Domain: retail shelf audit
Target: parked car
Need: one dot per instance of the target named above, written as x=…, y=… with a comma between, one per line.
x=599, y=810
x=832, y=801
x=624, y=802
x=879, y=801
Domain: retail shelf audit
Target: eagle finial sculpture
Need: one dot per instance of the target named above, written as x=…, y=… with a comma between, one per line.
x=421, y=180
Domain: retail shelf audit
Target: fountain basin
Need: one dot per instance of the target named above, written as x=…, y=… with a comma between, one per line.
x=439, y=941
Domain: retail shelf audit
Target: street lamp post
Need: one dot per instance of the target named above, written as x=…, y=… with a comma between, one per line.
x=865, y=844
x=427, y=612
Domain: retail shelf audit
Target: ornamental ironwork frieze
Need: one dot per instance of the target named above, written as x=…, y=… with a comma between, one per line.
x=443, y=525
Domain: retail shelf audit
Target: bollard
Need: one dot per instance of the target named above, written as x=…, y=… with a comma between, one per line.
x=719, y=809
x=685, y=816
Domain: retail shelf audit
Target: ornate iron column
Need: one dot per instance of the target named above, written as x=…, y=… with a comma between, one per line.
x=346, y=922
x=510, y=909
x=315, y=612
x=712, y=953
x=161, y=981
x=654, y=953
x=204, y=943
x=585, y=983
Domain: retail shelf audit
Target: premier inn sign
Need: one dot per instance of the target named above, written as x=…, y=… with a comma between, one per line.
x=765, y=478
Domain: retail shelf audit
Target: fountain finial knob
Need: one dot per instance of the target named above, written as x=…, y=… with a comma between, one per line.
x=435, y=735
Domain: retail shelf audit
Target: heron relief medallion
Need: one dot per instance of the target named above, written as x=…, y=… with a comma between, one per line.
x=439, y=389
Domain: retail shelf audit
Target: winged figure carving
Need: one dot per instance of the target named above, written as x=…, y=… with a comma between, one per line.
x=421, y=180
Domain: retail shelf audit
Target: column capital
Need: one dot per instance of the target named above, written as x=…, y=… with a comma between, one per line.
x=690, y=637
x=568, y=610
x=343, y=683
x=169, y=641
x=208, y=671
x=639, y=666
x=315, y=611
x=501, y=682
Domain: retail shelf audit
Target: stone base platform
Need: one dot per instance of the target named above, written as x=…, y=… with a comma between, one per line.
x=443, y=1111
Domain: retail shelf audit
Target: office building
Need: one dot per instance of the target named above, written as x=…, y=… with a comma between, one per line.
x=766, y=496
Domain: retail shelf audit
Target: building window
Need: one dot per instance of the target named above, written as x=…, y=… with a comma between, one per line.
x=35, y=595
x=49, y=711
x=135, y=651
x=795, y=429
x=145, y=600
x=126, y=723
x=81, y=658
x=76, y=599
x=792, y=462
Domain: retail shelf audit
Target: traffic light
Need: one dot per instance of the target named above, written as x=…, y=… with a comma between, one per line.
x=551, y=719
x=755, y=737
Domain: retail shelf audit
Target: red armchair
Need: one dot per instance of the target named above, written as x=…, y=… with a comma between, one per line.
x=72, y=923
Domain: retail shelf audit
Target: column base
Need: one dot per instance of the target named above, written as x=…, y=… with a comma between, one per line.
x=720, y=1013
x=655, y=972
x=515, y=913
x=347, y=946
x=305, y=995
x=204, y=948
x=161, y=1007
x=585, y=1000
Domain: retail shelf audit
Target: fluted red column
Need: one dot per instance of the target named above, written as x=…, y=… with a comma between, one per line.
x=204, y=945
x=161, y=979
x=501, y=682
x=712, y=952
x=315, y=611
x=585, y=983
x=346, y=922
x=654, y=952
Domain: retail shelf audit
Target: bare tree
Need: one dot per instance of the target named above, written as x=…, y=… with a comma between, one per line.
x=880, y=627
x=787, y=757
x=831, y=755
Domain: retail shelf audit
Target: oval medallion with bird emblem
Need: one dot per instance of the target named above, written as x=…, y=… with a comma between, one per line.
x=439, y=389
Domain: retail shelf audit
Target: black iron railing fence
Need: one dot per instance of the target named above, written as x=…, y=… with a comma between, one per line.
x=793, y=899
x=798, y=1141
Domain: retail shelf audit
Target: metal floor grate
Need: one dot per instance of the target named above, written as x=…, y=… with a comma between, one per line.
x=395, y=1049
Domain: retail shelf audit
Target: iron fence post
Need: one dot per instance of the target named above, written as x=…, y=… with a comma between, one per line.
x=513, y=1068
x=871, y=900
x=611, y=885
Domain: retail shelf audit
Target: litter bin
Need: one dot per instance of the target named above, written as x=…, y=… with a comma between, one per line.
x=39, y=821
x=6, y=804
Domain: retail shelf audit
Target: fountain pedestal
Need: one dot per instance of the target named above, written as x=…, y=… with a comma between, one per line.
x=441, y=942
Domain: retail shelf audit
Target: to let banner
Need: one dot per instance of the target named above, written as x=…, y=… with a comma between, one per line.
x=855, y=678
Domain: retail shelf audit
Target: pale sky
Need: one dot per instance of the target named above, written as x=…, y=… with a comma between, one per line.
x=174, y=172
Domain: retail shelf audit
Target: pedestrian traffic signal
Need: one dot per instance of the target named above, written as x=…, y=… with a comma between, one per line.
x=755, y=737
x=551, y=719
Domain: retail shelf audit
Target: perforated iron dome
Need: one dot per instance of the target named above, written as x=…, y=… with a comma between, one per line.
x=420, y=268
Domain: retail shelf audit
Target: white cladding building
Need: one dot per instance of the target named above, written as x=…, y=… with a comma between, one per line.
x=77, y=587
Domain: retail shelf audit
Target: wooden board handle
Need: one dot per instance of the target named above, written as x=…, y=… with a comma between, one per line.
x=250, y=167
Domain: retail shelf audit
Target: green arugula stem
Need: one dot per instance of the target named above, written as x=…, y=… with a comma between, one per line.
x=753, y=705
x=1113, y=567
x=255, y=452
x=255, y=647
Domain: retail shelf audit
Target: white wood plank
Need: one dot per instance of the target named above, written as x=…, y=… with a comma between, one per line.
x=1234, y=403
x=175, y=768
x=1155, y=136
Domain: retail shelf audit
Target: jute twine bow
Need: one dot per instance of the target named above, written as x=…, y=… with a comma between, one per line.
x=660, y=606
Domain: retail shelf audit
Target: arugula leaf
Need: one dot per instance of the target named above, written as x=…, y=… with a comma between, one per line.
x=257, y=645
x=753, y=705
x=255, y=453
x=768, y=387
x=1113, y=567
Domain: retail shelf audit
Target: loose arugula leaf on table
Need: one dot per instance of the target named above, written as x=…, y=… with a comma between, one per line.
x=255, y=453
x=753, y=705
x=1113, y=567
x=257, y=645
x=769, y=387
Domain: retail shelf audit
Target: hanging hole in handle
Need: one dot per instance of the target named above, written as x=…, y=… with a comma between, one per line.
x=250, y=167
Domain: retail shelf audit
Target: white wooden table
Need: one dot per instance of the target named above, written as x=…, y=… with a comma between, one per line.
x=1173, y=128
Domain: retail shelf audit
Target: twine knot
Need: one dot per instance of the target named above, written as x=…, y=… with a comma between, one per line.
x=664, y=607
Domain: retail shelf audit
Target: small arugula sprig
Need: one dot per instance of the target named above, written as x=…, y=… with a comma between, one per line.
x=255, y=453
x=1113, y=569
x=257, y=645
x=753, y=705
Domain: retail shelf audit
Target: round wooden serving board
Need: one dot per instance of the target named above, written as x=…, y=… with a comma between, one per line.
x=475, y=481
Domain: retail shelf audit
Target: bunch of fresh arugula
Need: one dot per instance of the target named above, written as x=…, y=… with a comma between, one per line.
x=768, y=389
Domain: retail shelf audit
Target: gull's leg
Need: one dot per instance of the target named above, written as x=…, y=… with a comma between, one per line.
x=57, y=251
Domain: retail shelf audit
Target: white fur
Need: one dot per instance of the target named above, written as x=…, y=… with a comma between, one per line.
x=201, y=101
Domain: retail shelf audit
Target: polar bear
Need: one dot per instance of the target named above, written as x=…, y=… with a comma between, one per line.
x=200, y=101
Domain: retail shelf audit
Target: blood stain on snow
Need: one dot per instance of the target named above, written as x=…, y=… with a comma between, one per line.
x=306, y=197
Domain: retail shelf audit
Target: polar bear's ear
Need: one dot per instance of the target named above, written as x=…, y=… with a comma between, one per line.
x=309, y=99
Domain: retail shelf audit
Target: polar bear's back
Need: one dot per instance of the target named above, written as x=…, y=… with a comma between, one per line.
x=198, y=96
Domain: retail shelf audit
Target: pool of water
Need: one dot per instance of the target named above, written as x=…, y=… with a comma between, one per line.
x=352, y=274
-=-=-
**What is required:** Reproduce word for word the stretch from the start of the records through the line that contains "x=879, y=801".

**Result below:**
Domain: retail shelf audit
Target: parked car
Need: one dot per instance of the target named above, written as x=…, y=… with a comma between, one per line.
x=599, y=810
x=832, y=801
x=624, y=802
x=879, y=801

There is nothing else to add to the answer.